# [Extract to read]
=-=-=-=-=

# Training an NVIDIA HugeCTR model with Vertex AI Training



In [1]:
import json
import os
import time
import nvtabular as nvt
import shutil

from nvtabular.columns.schema import ColumnSchema, Schema
from nvtabular.tags import Tags
from google.cloud import aiplatform

## Configure environment settings


In [2]:
PROJECT = 'jk-mlops-dev'
REGION = 'us-central1'
STAGING_BUCKET = 'gs://jk-vertex-merlin'
LOCAL_STAGING_BUCKET = '/home/jupyter/staging'
LOCAL_STAGING_PATH = '/home/jupyter/staging'
VERTEX_SA = 'vertex-sa@jk-mlops-dev.iam.gserviceaccount.com'

In [3]:
if os.path.isdir(LOCAL_STAGING_PATH):
    shutil.rmtree(LOCAL_STAGING_PATH)
os.makedirs(LOCAL_STAGING_PATH)

### Initialize Vertex AI SDK

In [4]:
aiplatform.init(
    project=PROJECT,
    location=REGION,
    staging_bucket=STAGING_BUCKET
)

## Prepare a custom training container

In [5]:
IMAGE_NAME = 'hugectr_deepfm'
IMAGE_URI = f'gcr.io/{PROJECT}/{IMAGE_NAME}'
DOCKERFILE = 'src/training/hugectr'

In [None]:
! gcloud builds submit --tag {IMAGE_URI} {DOCKERFILE}

## Configure a training job

### Set paths to training and validation datasets

In [6]:
TRAIN_DATA = '/gcs/jk-criteo-bucket/criteo_processed_parquet/train/_file_list.txt'
VALID_DATA = '/gcs/jk-criteo-bucket/criteo_processed_parquet/valid/_file_list.txt'
SCHEMA_PATH = 'gs://jk-criteo-bucket/criteo_processed_parquet/train/schema.pbtxt'

### Retrieve cardinalities for categorical columns

In [7]:
LOCAL_SCHEMA_PATH = f'{LOCAL_STAGING_PATH}/schema.pbtxt'

!gsutil cp {SCHEMA_PATH} {LOCAL_SCHEMA_PATH}

Copying gs://jk-criteo-bucket/criteo_processed_parquet/train/schema.pbtxt...
/ [1 files][ 20.8 KiB/ 20.8 KiB]                                                
Operation completed over 1 objects/20.8 KiB.                                     


In [8]:
schema = Schema.load_protobuf(LOCAL_SCHEMA_PATH)

In [9]:
def retrieve_cardinalities(schema):
    cardinalities = {key: value.properties['embedding_sizes']['cardinality'] 
                     for key, value in schema.column_schemas.items()
                     if Tags.CATEGORICAL in value.tags}
    
    return cardinalities
    
    
cardinalities = retrieve_cardinalities(schema)

=-=-=-=-=

# [Stored rows]
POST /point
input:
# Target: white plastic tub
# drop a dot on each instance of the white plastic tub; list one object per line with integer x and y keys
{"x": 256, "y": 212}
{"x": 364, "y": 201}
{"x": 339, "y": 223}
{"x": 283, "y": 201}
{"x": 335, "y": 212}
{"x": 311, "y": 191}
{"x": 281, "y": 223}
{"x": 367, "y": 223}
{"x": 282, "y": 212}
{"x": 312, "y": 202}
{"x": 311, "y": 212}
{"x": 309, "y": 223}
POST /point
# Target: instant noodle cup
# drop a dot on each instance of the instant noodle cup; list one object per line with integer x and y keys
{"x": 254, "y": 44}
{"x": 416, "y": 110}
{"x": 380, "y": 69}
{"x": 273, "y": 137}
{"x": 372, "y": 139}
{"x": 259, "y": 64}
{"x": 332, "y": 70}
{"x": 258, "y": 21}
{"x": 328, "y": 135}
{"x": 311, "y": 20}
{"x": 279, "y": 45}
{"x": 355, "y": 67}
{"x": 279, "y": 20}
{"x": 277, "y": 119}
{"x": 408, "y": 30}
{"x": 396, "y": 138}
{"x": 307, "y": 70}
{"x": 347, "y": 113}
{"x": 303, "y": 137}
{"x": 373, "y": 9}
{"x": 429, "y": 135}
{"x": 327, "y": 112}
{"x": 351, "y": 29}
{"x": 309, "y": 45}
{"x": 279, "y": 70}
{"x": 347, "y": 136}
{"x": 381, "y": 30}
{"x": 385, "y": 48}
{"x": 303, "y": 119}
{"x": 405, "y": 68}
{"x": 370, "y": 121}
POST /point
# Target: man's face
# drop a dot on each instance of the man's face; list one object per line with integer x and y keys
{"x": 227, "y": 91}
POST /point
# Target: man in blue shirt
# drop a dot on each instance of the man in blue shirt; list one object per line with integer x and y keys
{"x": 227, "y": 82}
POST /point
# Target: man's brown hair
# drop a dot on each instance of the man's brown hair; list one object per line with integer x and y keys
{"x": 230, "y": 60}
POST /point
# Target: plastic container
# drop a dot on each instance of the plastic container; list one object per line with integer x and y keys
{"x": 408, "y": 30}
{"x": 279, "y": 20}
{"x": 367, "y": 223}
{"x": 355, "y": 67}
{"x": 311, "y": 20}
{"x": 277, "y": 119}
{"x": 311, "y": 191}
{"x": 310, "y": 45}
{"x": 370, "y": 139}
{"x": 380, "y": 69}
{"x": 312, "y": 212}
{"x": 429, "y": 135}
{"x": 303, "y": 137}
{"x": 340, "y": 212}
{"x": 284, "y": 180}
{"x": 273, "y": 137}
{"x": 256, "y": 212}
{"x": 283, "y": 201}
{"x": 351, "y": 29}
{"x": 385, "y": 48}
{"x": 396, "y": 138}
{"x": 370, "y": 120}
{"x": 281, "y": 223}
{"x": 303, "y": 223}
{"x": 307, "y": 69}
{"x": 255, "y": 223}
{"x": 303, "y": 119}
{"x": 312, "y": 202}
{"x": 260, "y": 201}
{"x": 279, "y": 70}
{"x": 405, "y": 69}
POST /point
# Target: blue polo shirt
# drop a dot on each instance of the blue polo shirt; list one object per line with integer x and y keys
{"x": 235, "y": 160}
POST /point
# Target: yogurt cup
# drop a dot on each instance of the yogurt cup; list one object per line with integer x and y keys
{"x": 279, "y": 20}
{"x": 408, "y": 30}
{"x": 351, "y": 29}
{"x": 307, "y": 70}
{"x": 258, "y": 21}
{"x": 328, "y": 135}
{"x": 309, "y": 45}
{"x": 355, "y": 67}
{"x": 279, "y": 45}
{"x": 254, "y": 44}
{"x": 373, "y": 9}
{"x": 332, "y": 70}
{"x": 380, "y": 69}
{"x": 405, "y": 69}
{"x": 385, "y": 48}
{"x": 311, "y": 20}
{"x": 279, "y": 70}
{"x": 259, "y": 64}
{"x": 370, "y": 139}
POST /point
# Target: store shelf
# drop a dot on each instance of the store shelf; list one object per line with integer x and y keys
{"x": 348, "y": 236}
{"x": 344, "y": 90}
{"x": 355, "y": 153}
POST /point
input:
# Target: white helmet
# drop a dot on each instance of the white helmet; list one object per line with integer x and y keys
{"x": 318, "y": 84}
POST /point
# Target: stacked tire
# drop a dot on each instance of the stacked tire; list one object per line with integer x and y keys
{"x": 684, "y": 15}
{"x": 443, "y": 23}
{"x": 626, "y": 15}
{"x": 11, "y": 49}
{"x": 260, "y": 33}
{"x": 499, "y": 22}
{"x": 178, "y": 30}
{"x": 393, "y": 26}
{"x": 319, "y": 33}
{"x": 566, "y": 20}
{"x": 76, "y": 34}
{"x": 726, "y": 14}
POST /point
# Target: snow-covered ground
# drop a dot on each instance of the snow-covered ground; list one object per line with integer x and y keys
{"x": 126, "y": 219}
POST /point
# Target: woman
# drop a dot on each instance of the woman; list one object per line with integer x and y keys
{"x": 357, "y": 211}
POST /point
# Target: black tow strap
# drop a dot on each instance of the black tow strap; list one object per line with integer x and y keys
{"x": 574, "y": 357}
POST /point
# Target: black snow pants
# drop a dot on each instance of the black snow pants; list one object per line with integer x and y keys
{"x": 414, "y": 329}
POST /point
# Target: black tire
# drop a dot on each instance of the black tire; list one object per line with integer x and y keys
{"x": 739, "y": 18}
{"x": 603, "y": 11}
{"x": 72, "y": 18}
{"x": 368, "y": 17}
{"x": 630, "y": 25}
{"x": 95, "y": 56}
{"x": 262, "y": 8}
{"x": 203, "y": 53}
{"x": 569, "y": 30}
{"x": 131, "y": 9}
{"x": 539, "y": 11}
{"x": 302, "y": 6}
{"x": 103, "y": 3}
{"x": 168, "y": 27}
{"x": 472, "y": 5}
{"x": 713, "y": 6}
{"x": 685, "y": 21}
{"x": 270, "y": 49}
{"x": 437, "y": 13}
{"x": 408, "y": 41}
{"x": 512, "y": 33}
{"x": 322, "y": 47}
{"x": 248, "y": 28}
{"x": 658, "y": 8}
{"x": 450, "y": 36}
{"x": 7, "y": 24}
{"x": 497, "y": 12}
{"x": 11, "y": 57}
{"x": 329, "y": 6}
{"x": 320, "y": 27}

=-=-=-=-=

# [Problem to solve]
Rewrite the stretch of the HugeCTR training page from "## Configure environment" through "shutil.rmtree(LOCAL_STAGING_PATH)", putting "europe-west4" in place of "us-central1".

# [Answer below]
## Configure environment settings


In [2]:
PROJECT = 'jk-mlops-dev'
REGION = 'europe-west4'
STAGING_BUCKET = 'gs://jk-vertex-merlin'
LOCAL_STAGING_BUCKET = '/home/jupyter/staging'
LOCAL_STAGING_PATH = '/home/jupyter/staging'
VERTEX_SA = 'vertex-sa@jk-mlops-dev.iam.gserviceaccount.com'

In [3]:
if os.path.isdir(LOCAL_STAGING_PATH):
    shutil.rmtree(LOCAL_STAGING_PATH)